## Exercise
Output the full material exactly as it appears here.

[Start of Records provided]

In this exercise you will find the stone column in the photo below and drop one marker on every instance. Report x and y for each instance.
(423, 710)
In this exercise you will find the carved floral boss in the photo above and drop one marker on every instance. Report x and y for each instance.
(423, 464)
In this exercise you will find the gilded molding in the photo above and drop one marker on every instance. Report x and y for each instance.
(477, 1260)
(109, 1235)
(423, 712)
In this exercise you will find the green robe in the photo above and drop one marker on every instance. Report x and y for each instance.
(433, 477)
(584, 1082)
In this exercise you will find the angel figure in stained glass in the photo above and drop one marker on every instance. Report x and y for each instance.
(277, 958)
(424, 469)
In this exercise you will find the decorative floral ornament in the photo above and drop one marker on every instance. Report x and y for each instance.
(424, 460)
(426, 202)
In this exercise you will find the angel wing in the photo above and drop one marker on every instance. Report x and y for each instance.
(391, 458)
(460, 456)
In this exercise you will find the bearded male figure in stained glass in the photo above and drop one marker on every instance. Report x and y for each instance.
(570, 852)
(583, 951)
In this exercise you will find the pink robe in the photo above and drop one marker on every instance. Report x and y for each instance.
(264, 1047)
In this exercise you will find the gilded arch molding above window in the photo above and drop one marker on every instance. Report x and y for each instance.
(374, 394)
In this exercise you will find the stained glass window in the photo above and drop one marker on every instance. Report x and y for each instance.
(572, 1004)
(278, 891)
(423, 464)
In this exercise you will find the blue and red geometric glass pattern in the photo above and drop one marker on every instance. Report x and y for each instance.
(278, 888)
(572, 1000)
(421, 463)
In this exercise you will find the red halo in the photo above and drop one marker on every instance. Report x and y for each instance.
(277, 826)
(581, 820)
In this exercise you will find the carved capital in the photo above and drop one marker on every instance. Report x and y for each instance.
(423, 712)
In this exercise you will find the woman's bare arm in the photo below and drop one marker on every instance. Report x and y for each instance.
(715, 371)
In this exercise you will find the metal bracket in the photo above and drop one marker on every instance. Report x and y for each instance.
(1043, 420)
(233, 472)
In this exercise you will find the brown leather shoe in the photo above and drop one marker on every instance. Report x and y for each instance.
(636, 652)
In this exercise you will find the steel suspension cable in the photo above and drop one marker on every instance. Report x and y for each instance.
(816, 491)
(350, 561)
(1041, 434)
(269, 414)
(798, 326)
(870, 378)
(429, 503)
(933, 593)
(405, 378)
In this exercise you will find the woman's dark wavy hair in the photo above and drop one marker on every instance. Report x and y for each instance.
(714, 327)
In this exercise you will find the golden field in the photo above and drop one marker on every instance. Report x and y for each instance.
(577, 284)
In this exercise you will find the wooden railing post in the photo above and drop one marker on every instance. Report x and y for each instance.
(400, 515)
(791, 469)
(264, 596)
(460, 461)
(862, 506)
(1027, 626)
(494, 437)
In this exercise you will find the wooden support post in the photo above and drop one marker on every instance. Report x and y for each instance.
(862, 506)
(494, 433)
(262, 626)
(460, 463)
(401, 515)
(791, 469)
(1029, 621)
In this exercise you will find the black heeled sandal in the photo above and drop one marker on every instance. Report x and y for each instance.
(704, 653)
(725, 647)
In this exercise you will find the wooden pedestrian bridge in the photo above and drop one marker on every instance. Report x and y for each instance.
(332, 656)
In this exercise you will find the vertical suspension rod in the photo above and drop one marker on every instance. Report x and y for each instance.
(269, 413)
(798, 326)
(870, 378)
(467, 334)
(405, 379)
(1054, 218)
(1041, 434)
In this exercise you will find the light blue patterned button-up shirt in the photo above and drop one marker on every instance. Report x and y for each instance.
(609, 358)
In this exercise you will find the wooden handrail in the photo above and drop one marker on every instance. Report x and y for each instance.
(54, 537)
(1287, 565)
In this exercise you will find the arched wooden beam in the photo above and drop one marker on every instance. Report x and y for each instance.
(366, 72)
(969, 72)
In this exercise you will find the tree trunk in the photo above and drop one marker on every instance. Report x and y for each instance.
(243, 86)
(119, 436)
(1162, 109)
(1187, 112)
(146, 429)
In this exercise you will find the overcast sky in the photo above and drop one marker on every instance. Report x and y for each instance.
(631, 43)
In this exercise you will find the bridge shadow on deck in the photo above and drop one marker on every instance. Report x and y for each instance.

[End of Records provided]

## Solution to the problem
In this exercise you will find the stone column in the photo below and drop one marker on every instance. Report x and y for each instance.
(423, 710)
In this exercise you will find the carved floral boss in the photo above and drop one marker on every instance. Report x and y for each instance.
(423, 464)
In this exercise you will find the gilded molding in the photo above and drop one marker on every instance. Report x and y for each instance.
(477, 1260)
(109, 1235)
(423, 712)
In this exercise you will find the green robe in the photo above and drop one marker on every instance. Report x and y for each instance.
(433, 477)
(584, 1082)
In this exercise you will find the angel figure in stained glass in the photo above and drop one marker on every instance. Report x and y for each instance.
(277, 958)
(424, 469)
In this exercise you will find the decorative floral ornament in the photo above and drop one marker on every instance. Report x and y for each instance.
(424, 460)
(426, 202)
In this exercise you will find the angel wing in the photo above and drop one marker on every instance. Report x and y for each instance.
(391, 458)
(460, 456)
In this exercise you will find the bearded male figure in stained glass in the photo above and drop one marker on every instance. Report x and y for each instance.
(570, 852)
(583, 951)
In this exercise you will find the pink robe in the photo above and drop one marker on every instance. Report x and y for each instance.
(264, 1047)
In this exercise you will find the gilded arch molding above window in the photo above and drop one marker on every instance. Report x and y for each instance.
(374, 394)
In this exercise you will find the stained glass window in the photo above and drop one marker on every instance. Report x and y for each instance.
(572, 1004)
(278, 891)
(423, 464)
In this exercise you will find the blue and red geometric glass pattern in the photo above and drop one marker on every instance. Report x and y for each instance.
(278, 888)
(572, 1000)
(421, 463)
In this exercise you will find the red halo in the photo above and drop one marker on every instance. Report x and y for each instance.
(277, 826)
(581, 820)
In this exercise you will find the carved capital in the photo above and drop one marker on every instance. Report x and y for each instance.
(423, 712)
In this exercise you will find the woman's bare arm in the photo below and drop one marker on every instance. Report x and y for each instance.
(715, 371)
In this exercise you will find the metal bracket in the photo above and drop one marker on every instance. Report x and y for each instance.
(1043, 420)
(233, 472)
In this exercise you will find the brown leather shoe in the photo above and drop one marker on every instance. Report x and y for each instance.
(636, 652)
In this exercise you will find the steel suspension cable in the photo above and drop one marker on every instance. Report x and y for each instance.
(816, 491)
(350, 561)
(1041, 434)
(269, 414)
(798, 326)
(870, 378)
(429, 503)
(933, 593)
(405, 378)
In this exercise you will find the woman's dark wavy hair in the photo above and drop one marker on every instance. Report x and y for each instance.
(714, 327)
In this exercise you will find the golden field in the photo above and drop one marker on every instance. Report x and y for each instance.
(577, 284)
In this exercise you will find the wooden railing post in the photo above and drop one marker on every instance. Report x and y for each instance.
(400, 515)
(791, 469)
(264, 596)
(460, 461)
(862, 506)
(1027, 626)
(494, 437)
In this exercise you will find the wooden support post in the photo above and drop one marker on every instance. Report x and y for each instance.
(862, 506)
(494, 433)
(262, 626)
(460, 463)
(401, 515)
(791, 469)
(1029, 621)
In this exercise you will find the black heeled sandal in the photo above and drop one marker on every instance. Report x and y for each instance.
(704, 653)
(725, 647)
In this exercise you will find the wooden pedestrian bridge in the photo above and drop one marker on every instance. Report x and y for each instance.
(332, 656)
In this exercise you will find the vertical suspension rod in the photo above and drop one marker on every instance. Report x and y for each instance.
(269, 413)
(798, 326)
(870, 378)
(467, 334)
(405, 379)
(1054, 218)
(1041, 434)
In this exercise you will find the light blue patterned button-up shirt in the photo above and drop one marker on every instance. Report x and y for each instance.
(609, 358)
In this exercise you will find the wooden handrail in the photo above and drop one marker on every instance. Report x and y for each instance.
(54, 537)
(1287, 565)
In this exercise you will find the arched wooden beam in the photo above and drop one marker on every instance. Report x and y for each instance.
(366, 72)
(969, 72)
In this exercise you will find the tree trunk in the photo above and drop one marker on every instance. Report x and y for each instance.
(243, 86)
(119, 436)
(1162, 109)
(1187, 112)
(146, 429)
In this exercise you will find the overcast sky in the photo above and drop one marker on every instance. Report x and y for each instance.
(631, 43)
In this exercise you will find the bridge shadow on deck in the photo above and drop one marker on every instance. Report x and y for each instance.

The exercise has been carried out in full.